## PROVIDED PASSAGE
- - - - - - -

Exercise 15-7 (Algo) Sales-type lease with no selling profit; lessor [LO15-2]
Edison Leasing leased high-tech electronic equipment to Manufacturers Southern on January 1, 2024. Edison purchased the equipment from International Machines at a cost of $110,623.
Note: Use tables, Excel, or a financial calculator. (FV of $1, PV of $1, FVA of $1, PVA of $1, FVAD of $1 and PVAD of $1)
Related Information: | ||
Lease term | 2 | years (8 quarterly periods) |
Quarterly rental payments | $ 15,300 | at the beginning of each period |
Economic life of asset | 2 | years |
Fair value of asset | $ 110,623 | |
Implicit interest rate (Also lessee’s incremental borrowing rate) | 12% |
Required:
Prepare a lease amortization schedule and appropriate entries for Edison Leasing from the beginning of the lease through January 1, 2025. Edison’s fiscal year ends December 31.
Exercise 15-8 (Algo) Sales-type lease with selling profit; lessor; calculate lease payments [LO15-3]
Manufacturers Southern leased high-tech electronic equipment from International Machines on January 1, 2024. International Machines manufactured the equipment at a cost of $98,000. Manufacturers Southern’s fiscal year ends December 31.

- - - - - - -

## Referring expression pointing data

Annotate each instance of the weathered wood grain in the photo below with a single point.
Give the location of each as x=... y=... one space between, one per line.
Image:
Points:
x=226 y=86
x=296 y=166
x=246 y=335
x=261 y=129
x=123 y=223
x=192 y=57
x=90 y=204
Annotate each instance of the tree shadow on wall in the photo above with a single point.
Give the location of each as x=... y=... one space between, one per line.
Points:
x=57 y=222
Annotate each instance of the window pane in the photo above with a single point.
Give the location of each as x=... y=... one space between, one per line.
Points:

- - - - - - -

## EXERCISE REQUIREMENTS
1 – Based on the lease accounting exercises above, decide whether each statement agrees with the text. For each, answer yes or no and quote the deciding words.
(a) Edison bought the equipment from International Machines for $110,623.
(b) The quarterly rental payments in Exercise 15-7 are due at the end of each period.
(c) International Machines manufactured the equipment in Exercise 15-8 at a cost of $98,000.
2 – Translate this sentence from the lease accounting exercises above into Spanish: "Edison Leasing leased high-tech electronic equipment to Manufacturers Southern on January 1, 2024."
3 – According to the lease accounting exercises above, how many quarterly periods does the lease term in Exercise 15-7 cover?

## TASK ANSWERS
1 –
(a) Yes: "Edison purchased the equipment from International Machines at a cost of $110,623."
(b) No: "at the beginning of each period"
(c) Yes: "International Machines manufactured the equipment at a cost of $98,000."

2 – Edison Leasing arrendó equipo electrónico de alta tecnología a Manufacturers Southern el 1 de enero de 2024.

3 – 8 quarterly periods (2 years)